Artigo | O passado que não passou: ditadura segue presente na segurança pública?

Definitivamente, a ditadura não é coisa do passado. Ela continua presente, forte, causando danos na vida das pessoas e pondo em risco a existência da nossa democracia

Rio de Janeiro – Militares seguem operando na favela da Rocinha para combater confrontos entre facções de traficantes de drogas em 2018 | Foto: Fernando Frazão/Agência Brasil

Declarações do Presidente da República trazem a público que o golpe de 1964 é coisa do passado e, portanto, não deve ser mais remexido. O importante agora, segundo o presidente, é olhar para frente.

Como não podia deixar de ser, tais falas geraram indignação e consternação. O presidente Lula (PT) foi e é muito criticado. Não pretendo aqui explorar os motivos que levaram o presidente a agir desta maneira. Pretendo demonstrar que, pelo menos na segurança pública, a ditadura continua presente na nossa sociedade. Farei isto por tópicos:

  1. Em 1967 foi criada a IGPM – Inspetoria Geral das Polícias Militares – órgão subordinado ao comando do Exército que tinha como função coordenar o emprego, exercer o controle e fiscalizar a atuação das polícias em todo o território nacional. A IGPM significou a porta de entrada do regime militar para garantir a atuação das polícias nos moldes da Doutrina de Segurança Nacional. Uma de suas tarefas foi (e ainda é) assegurar a unidade de doutrina no emprego das polícias militares. Hoje em dia tal órgão ainda existe, nos mesmos moldes em que foi criado durante a ditadura. A militarização das polícias é um fenômeno marcante.

EXTRATO DE DADOS:
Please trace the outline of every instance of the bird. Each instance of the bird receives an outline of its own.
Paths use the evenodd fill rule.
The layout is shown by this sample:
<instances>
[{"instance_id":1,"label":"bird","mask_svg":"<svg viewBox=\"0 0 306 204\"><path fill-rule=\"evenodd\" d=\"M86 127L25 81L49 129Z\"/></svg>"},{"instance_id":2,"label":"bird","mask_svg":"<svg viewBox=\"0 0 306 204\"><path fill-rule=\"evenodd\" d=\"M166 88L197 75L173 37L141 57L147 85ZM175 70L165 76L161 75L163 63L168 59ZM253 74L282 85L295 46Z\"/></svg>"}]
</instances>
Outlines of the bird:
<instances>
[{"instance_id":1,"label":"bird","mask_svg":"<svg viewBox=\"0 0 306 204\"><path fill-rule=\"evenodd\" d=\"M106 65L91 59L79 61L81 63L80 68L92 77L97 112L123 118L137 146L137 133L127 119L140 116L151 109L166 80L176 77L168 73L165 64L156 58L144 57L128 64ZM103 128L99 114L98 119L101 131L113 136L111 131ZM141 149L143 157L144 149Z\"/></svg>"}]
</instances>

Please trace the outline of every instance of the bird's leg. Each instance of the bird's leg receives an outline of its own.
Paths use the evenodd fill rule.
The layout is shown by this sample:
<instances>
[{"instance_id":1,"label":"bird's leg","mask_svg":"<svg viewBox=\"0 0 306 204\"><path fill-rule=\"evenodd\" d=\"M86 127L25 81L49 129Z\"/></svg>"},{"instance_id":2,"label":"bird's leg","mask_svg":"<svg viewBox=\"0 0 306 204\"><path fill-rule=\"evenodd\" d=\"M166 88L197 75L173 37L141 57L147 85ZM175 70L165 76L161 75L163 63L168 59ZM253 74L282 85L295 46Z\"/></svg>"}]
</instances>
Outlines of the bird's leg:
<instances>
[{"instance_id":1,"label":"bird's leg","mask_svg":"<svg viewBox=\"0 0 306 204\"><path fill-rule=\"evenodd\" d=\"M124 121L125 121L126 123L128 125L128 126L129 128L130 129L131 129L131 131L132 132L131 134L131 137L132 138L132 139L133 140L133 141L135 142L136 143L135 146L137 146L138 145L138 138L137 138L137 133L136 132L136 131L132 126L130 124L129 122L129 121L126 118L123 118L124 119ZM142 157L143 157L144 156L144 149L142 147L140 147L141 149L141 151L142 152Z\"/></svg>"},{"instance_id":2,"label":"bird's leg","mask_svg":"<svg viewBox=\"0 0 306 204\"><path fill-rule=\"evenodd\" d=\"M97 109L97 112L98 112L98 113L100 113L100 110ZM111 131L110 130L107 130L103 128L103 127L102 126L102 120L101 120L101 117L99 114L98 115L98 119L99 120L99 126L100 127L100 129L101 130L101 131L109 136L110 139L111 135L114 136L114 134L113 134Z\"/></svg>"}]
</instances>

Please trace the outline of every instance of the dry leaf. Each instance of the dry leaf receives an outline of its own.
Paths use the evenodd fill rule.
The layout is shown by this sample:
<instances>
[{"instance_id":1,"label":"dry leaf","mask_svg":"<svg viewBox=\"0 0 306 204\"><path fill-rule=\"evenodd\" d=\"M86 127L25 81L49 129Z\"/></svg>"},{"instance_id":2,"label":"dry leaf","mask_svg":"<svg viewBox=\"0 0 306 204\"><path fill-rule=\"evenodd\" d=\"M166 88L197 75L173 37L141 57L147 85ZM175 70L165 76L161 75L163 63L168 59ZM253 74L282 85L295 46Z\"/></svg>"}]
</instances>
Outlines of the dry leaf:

SOLICITAÇÃO ESCRITA:
Transcreva fielmente o trecho do artigo sobre a ditadura na segurança pública que começa em "Definitivamente, a ditadura" e termina em "olhar para frente.". As linhas acima provêm de uma fonte distinta da do artigo.

RESULTADO:
Definitivamente, a ditadura não é coisa do passado. Ela continua presente, forte, causando danos na vida das pessoas e pondo em risco a existência da nossa democracia

Rio de Janeiro – Militares seguem operando na favela da Rocinha para combater confrontos entre facções de traficantes de drogas em 2018 | Foto: Fernando Frazão/Agência Brasil

Declarações do Presidente da República trazem a público que o golpe de 1964 é coisa do passado e, portanto, não deve ser mais remexido. O importante agora, segundo o presidente, é olhar para frente.